• _Extracted text_

GTA gear change after Mukul meet Power to deputy chief to run hill council

Darjeeling, Oct. 20: The Gorkhaland Territorial Administration (GTA) Sabha today decided to convene a meeting to give the deputy chief executive the powers of a chief executive so that the hill autonomous body starts functioning normally.
The GTA is controlled by the Gorkha Janmukti Morcha which had said during the July-September statehood agitation that it would exit the hill body at an “appropriate time”.
The decision to convene the Sabha was taken a day after the three Morcha MLAs — Trilok Dewan, Harka Bahadur Chhetri and Rohit Sharma — met Trinamul general secretary Mukul Roy in Calcutta.
Sources in the Morcha said the meeting centered on issues regarding the functioning of the GTA and the Morcha termed the discussions “positive”.
Lopshang Yolmo, the deputy chairman of the GTA, today said: “The GTA Sabha meeting will be held either on Tuesday or Wednesday. In the meeting the Sabha members will empower the deputy chief executive (Ramesh Allay) to act as the chief executive until Binay Tamang is released.”
Sources said the date of the meeting would be finalised after Morcha chief Bimal Gurung and party general secretary Roshan Giri, who left for Guwahati to pray at the Kamakhya temple, return.
“We are going on a religious tour and if we can complete the darshan tomorrow we will return tomorrow itself,” Giri said.
The meeting would be held at a time chief minister Mamata Banerjee would be touring the hills. She is scheduled to address a meeting in Darjeeling, her first political one after becoming the chief minister, on October 24.
Following Gurung’s resignation as the chief executive of the GTA on July 30, the Sabha, after initial reluctance, elected Binay Tamang as the next chief on September 27.
But Tamang was arrested on August 22 after being booked for arson. He could not take oath.
As per the GTA Act, Section 37 sub-section 10, the chief executive has to take oath, administered by the Bengal governor, within a month of his election to the post.
The one-month time frame for Tamang expires on October 27 by which date Tamang is unlikely to be released.
Sources in the government said that if Tamang does not take oath within October 27, then the state government can either supersede the GTA for a period of six months on the ground of incompetence (Section 64 of the GTA Act), or appoint any member as the chief executive until a new chief enters office (Section 37, sub-section 8 of the GTA Act).
The Morcha, it was learnt, wants to convene the Sabha meeting to empower Allay so that the GTA starts functioning normally.
Even though Section 40 of the GTA Act states that the deputy chief executive shall “during the absence of the chief executive, exercise all the powers, perform all the function and discharge all the duties of the chief executive,” government officials looking after the GTA argue that this section would hold only if the chief executive is in place.
“The situation in the GTA is such that technically there is no chief executive and hence this particular provision of the GTA Act will not hold. Had the new chief executive taken oath and had remained absent from office for whatever reason, then the deputy chief could have exercised all powers of the chief executive,” said a government official.
Jyoti Kumar Rai, assistant secretary of the Morcha and an elected GTA member, also spoke on similar lines.
“The Sabha is looking at empowering the deputy chief to discharge the functions of the chief executive as a lot of pending work has been hampered,” he said.

• _Provided entries_
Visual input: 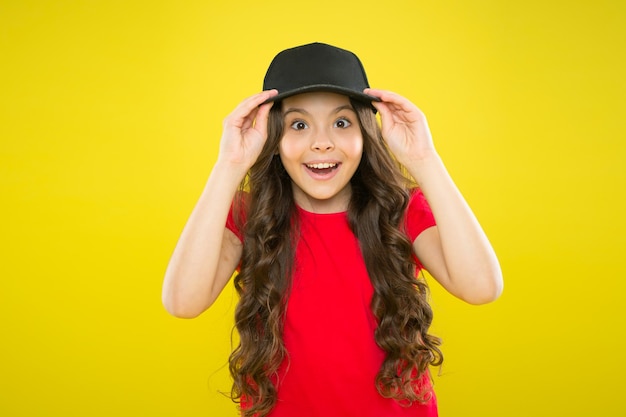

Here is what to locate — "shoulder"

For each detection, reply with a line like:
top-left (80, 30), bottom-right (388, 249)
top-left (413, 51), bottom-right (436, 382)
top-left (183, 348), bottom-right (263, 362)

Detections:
top-left (404, 188), bottom-right (436, 242)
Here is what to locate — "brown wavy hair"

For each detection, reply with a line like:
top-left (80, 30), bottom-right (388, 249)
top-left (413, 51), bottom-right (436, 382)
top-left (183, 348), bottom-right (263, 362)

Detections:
top-left (230, 100), bottom-right (443, 417)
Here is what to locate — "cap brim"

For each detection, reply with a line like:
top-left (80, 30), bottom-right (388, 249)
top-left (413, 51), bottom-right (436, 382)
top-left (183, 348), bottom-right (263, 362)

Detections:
top-left (263, 84), bottom-right (381, 104)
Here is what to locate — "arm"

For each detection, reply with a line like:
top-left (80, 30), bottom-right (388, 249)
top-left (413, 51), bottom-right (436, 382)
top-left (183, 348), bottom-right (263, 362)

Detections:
top-left (365, 89), bottom-right (503, 304)
top-left (162, 90), bottom-right (276, 318)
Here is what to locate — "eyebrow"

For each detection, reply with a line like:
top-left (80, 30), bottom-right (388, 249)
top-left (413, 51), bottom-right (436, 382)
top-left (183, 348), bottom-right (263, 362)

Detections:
top-left (283, 104), bottom-right (356, 117)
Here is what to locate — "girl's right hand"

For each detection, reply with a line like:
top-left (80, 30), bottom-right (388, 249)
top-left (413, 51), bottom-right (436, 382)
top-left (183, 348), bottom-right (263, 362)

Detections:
top-left (218, 90), bottom-right (278, 172)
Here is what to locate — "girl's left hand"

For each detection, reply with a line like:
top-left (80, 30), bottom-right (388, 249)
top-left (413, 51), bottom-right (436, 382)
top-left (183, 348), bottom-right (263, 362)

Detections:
top-left (363, 88), bottom-right (435, 166)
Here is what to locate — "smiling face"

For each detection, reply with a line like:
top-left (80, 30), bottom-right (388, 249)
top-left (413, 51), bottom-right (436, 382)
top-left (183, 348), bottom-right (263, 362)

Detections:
top-left (278, 92), bottom-right (363, 213)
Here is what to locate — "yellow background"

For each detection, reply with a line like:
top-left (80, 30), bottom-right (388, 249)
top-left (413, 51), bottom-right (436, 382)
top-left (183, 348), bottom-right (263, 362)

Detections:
top-left (0, 0), bottom-right (626, 417)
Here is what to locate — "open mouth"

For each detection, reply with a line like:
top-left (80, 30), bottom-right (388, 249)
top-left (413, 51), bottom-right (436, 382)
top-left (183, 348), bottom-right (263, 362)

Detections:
top-left (305, 162), bottom-right (339, 175)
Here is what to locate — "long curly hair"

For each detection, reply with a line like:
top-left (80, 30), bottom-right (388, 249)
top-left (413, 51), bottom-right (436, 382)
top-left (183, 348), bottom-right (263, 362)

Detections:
top-left (229, 100), bottom-right (443, 417)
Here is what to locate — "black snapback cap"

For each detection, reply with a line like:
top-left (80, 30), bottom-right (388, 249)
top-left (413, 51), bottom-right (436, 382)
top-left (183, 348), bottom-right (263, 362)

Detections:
top-left (263, 42), bottom-right (380, 103)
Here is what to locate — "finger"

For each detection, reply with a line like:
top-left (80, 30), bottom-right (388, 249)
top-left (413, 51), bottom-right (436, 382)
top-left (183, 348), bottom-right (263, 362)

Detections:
top-left (372, 101), bottom-right (393, 130)
top-left (254, 101), bottom-right (274, 137)
top-left (363, 88), bottom-right (417, 111)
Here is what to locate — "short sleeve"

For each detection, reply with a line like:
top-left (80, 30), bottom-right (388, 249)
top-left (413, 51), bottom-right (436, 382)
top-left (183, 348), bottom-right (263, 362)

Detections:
top-left (226, 192), bottom-right (248, 242)
top-left (404, 188), bottom-right (437, 269)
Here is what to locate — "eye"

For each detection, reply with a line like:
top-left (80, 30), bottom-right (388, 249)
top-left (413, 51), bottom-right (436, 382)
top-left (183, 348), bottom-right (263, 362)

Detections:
top-left (291, 120), bottom-right (309, 130)
top-left (333, 117), bottom-right (352, 129)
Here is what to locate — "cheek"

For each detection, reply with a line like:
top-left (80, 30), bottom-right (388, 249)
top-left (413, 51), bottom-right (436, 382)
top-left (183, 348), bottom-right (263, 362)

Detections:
top-left (343, 136), bottom-right (363, 159)
top-left (278, 136), bottom-right (302, 160)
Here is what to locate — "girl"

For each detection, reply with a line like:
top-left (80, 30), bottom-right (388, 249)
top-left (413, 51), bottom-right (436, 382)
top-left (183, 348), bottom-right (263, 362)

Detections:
top-left (163, 43), bottom-right (502, 417)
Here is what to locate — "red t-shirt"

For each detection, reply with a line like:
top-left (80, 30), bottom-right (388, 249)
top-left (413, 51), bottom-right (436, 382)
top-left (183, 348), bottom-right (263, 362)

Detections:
top-left (227, 191), bottom-right (438, 417)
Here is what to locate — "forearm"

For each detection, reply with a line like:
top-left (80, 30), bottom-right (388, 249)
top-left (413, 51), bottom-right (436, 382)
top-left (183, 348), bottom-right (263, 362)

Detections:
top-left (163, 161), bottom-right (245, 317)
top-left (406, 150), bottom-right (502, 304)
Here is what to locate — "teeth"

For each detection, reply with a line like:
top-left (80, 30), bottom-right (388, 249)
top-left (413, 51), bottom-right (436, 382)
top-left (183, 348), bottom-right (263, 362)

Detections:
top-left (306, 162), bottom-right (337, 169)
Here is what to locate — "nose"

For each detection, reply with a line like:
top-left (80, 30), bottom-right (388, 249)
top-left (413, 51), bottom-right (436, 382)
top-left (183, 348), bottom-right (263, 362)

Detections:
top-left (311, 131), bottom-right (335, 152)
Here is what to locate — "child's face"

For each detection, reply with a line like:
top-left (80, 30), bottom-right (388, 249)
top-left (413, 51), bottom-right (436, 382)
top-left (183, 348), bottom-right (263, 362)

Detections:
top-left (279, 92), bottom-right (363, 213)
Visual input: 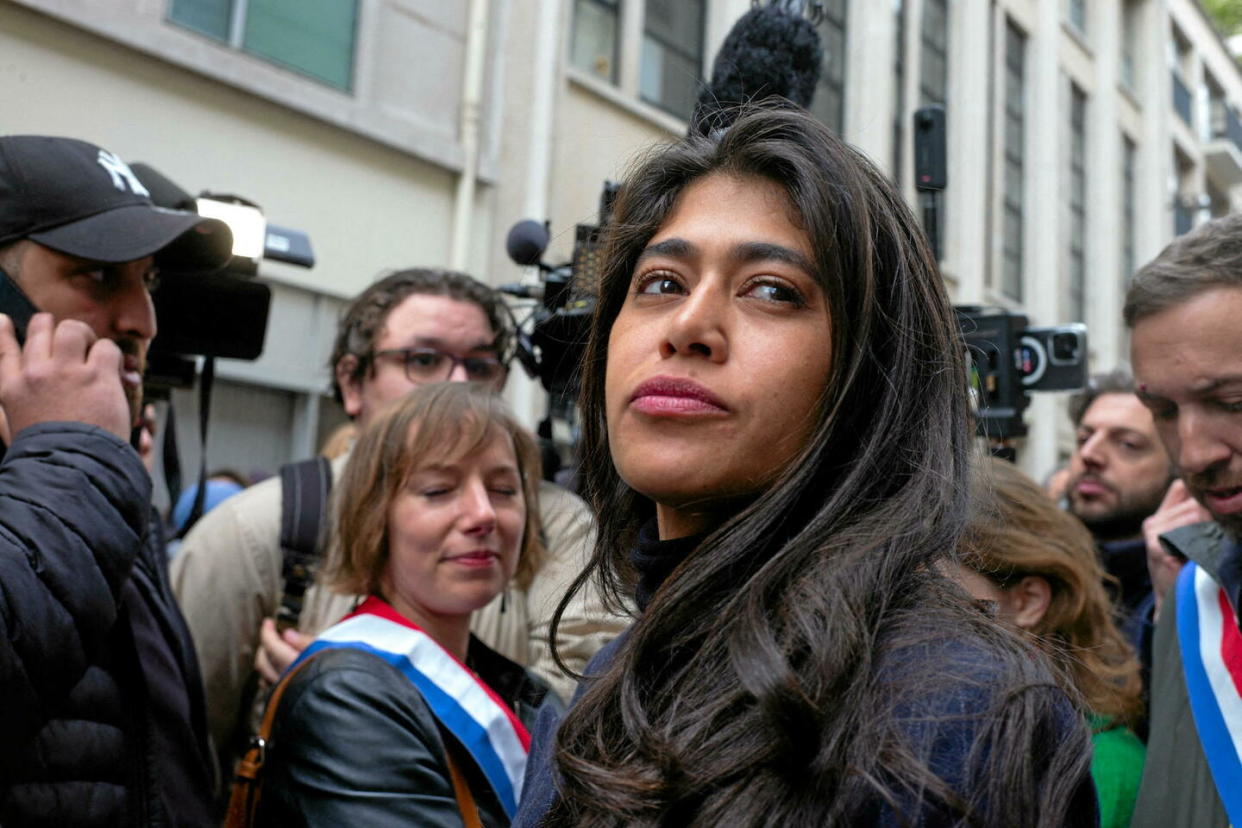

• _Challenge A_
Answer these from the GTA report:
(i) On what date did Gurung resign as chief executive of the GTA?
(ii) Who is the deputy chief executive?
(iii) On what date is Mamata Banerjee scheduled to address a meeting in Darjeeling?
• _Challenge B_
Transcribe the records, starting with their first line and going on through the line with "top-left (283, 104), bottom-right (356, 117)", with both of those lines included. Leave the pictures out.
The records have nothing to do with the GTA report.

• _Reply A_
(i) July 30
(ii) Ramesh Allay
(iii) October 24

• _Reply B_
Visual input: 

Here is what to locate — "shoulder"

For each detection, reply with a line like:
top-left (80, 30), bottom-right (388, 249)
top-left (413, 51), bottom-right (436, 382)
top-left (183, 348), bottom-right (263, 362)

Detections:
top-left (404, 188), bottom-right (436, 242)
Here is what to locate — "brown wavy hair"

For each detection, reply with a line like:
top-left (80, 30), bottom-right (388, 249)
top-left (413, 51), bottom-right (436, 382)
top-left (183, 348), bottom-right (263, 362)

Detections:
top-left (230, 100), bottom-right (443, 417)
Here is what to locate — "cap brim"

For each detection, reply with a line like:
top-left (80, 30), bottom-right (388, 249)
top-left (413, 51), bottom-right (436, 382)
top-left (183, 348), bottom-right (263, 362)

Detections:
top-left (263, 84), bottom-right (381, 104)
Here is what to locate — "arm"

For each detection, reply with a line like:
top-left (80, 30), bottom-right (388, 249)
top-left (413, 51), bottom-right (436, 382)
top-left (183, 348), bottom-right (263, 362)

Detections:
top-left (365, 89), bottom-right (503, 304)
top-left (162, 90), bottom-right (276, 318)
Here is what to locate — "eyebrow"

For each detection, reply with a line like:
top-left (80, 30), bottom-right (388, 249)
top-left (413, 51), bottom-right (436, 382)
top-left (183, 348), bottom-right (263, 362)

Detections:
top-left (283, 104), bottom-right (356, 117)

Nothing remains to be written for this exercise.